# Start of SOURCE DOCUMENT
Efficient Long-Range Attention Network for Image Super-resolution
This work addresses efficiency bottlenecks in image super-resolution for applications requiring high-quality upscaling, though it is incremental as it builds on existing transformer-based methods.
The authors tackled the high computational cost of self-attention in transformer-based image super-resolution models by proposing an efficient long-range attention network (ELAN), which achieved better results with significantly reduced complexity compared to existing transformer-based SR models.
Recently, transformer-based methods have demonstrated impressive results in various vision tasks, including image super-resolution (SR), by exploiting the self-attention (SA) for feature extraction. However, the computation of SA in most existing transformer based models is very expensive, while some employed operations may be redundant for the SR task. This limits the range of SA computation and consequently the SR performance. In this work, we propose an efficient long-range attention network (ELAN) for image SR. Specifically, we first employ shift convolution (shift-conv) to effectively extract the image local structural information while maintaining the same level of complexity as 1x1 convolution, then propose a group-wise multi-scale self-attention (GMSA) module, which calculates SA on non-overlapped groups of features using different window sizes to exploit the long-range image dependency. A highly efficient long-range attention block (ELAB) is then built by simply cascading two shift-conv with a GMSA module, which is further accelerated by using a shared attention mechanism. Without bells and whistles, our ELAN follows a fairly simple design by sequentially cascading the ELABs. Extensive experiments demonstrate that ELAN obtains even better results against the transformer-based SR models but with significantly less complexity. The source code can be found at https://github.com/xindongzhang/ELAN.
# End of SOURCE DOCUMENT
# SET EXERCISE A
In the entries below, lay out every line from the one containing "QA task: the asset above is tagged with tree." up to and including the last line of the entries as a Markdown table, leaving out blank lines. Use the columns Row and Line.
# Start of INFORMATION SUPPLIED
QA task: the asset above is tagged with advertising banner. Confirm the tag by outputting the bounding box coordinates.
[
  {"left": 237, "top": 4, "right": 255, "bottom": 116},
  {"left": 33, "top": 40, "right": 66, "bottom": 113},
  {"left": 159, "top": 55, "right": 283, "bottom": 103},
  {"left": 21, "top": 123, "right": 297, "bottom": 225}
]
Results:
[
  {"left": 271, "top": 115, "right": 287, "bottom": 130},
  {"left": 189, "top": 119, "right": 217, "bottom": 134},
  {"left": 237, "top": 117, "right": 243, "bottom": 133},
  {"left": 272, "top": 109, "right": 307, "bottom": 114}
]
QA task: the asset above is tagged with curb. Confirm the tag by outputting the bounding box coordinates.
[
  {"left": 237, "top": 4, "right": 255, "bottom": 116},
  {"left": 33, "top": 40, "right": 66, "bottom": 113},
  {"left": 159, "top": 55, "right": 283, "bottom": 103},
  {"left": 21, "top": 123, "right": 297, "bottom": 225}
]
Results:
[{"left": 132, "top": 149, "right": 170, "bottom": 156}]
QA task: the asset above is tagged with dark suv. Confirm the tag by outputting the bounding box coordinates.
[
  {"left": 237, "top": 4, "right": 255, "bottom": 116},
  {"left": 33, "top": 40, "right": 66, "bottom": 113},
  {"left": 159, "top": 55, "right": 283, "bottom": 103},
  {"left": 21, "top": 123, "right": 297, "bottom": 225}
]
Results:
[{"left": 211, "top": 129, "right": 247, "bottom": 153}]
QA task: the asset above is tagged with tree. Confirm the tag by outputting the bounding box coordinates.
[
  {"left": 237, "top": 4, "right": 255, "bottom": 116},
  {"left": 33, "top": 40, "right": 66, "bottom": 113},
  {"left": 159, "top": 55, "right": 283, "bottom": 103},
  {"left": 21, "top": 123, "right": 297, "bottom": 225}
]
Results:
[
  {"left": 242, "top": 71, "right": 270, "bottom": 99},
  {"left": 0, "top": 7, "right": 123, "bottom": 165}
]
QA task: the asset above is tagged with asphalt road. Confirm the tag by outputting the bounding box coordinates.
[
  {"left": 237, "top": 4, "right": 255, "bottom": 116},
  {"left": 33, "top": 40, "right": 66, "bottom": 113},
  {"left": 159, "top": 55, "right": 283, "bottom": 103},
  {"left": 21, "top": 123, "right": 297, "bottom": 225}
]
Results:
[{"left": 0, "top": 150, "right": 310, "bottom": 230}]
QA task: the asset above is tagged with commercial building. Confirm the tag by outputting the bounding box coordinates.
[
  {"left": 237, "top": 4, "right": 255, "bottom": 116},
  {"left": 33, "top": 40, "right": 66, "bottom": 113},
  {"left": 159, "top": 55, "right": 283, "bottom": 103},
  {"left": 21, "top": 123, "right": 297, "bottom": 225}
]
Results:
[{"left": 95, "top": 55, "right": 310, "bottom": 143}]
# End of INFORMATION SUPPLIED
# SET EXERCISE B
Rewrite the passage of the super-resolution text from "Efficient Long-Range Attention Network for" up to and including "existing transformer-based methods.", replacing "bottlenecks" with "limitations".

# WORKED ANSWER A
| Row | Line |
|---|---|
| 1 | QA task: the asset above is tagged with tree. Confirm the tag by outputting the bounding box coordinates. |
| 2 | [ |
| 3 |   {"left": 237, "top": 4, "right": 255, "bottom": 116}, |
| 4 |   {"left": 33, "top": 40, "right": 66, "bottom": 113}, |
| 5 |   {"left": 159, "top": 55, "right": 283, "bottom": 103}, |
| 6 |   {"left": 21, "top": 123, "right": 297, "bottom": 225} |
| 7 | ] |
| 8 | Results: |
| 9 | [ |
| 10 |   {"left": 242, "top": 71, "right": 270, "bottom": 99}, |
| 11 |   {"left": 0, "top": 7, "right": 123, "bottom": 165} |
| 12 | ] |
| 13 | QA task: the asset above is tagged with asphalt road. Confirm the tag by outputting the bounding box coordinates. |
| 14 | [ |
| 15 |   {"left": 237, "top": 4, "right": 255, "bottom": 116}, |
| 16 |   {"left": 33, "top": 40, "right": 66, "bottom": 113}, |
| 17 |   {"left": 159, "top": 55, "right": 283, "bottom": 103}, |
| 18 |   {"left": 21, "top": 123, "right": 297, "bottom": 225} |
| 19 | ] |
| 20 | Results: |
| 21 | [{"left": 0, "top": 150, "right": 310, "bottom": 230}] |
| 22 | QA task: the asset above is tagged with commercial building. Confirm the tag by outputting the bounding box coordinates. |
| 23 | [ |
| 24 |   {"left": 237, "top": 4, "right": 255, "bottom": 116}, |
| 25 |   {"left": 33, "top": 40, "right": 66, "bottom": 113}, |
| 26 |   {"left": 159, "top": 55, "right": 283, "bottom": 103}, |
| 27 |   {"left": 21, "top": 123, "right": 297, "bottom": 225} |
| 28 | ] |
| 29 | Results: |
| 30 | [{"left": 95, "top": 55, "right": 310, "bottom": 143}] |

# WORKED ANSWER B
Efficient Long-Range Attention Network for Image Super-resolution
This work addresses efficiency limitations in image super-resolution for applications requiring high-quality upscaling, though it is incremental as it builds on existing transformer-based methods.